Objective => Return every line of the data below without changing anything.

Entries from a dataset
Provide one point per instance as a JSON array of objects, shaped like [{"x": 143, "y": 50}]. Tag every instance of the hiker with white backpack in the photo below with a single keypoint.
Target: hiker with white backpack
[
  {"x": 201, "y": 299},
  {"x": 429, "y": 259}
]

Exercise answer =>
Provide one point per instance as a JSON array of objects, shaped like [{"x": 143, "y": 50}]. Tag every instance of the hiker with white backpack in the photo below with a single keypoint.
Target: hiker with white backpack
[
  {"x": 201, "y": 299},
  {"x": 429, "y": 259}
]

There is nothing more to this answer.